## Exercise requirements
Go through the listing below from the line containing "If you could annotate the flat" to its last line, retyping each line exactly and nothing else.

## Data shown
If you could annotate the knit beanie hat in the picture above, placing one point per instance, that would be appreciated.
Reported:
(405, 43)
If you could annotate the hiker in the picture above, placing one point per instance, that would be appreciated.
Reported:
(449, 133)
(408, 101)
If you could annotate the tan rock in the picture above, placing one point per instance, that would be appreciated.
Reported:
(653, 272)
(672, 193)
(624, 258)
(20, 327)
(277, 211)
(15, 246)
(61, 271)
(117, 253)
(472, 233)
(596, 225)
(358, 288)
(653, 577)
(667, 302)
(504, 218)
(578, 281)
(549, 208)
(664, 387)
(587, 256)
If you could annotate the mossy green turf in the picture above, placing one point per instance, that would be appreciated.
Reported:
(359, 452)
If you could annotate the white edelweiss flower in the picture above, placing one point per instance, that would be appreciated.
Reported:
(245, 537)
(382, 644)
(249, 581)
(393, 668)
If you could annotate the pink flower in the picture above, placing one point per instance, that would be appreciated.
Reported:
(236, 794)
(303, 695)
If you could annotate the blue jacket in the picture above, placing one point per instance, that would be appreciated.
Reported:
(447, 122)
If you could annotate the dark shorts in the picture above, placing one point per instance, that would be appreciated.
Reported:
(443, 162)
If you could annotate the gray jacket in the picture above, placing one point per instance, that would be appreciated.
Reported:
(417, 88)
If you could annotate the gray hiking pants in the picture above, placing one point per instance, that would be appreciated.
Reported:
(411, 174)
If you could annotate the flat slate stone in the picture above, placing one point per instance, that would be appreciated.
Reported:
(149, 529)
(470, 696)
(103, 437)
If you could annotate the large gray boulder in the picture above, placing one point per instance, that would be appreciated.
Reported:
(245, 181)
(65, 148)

## Task answer
If you could annotate the flat slate stone in the picture above, placing one point per instance, that would be appreciated.
Reported:
(149, 529)
(470, 696)
(103, 437)
If you could annotate the large gray boulder in the picture above, placing one point per instance, that would be appreciated.
Reported:
(245, 181)
(65, 148)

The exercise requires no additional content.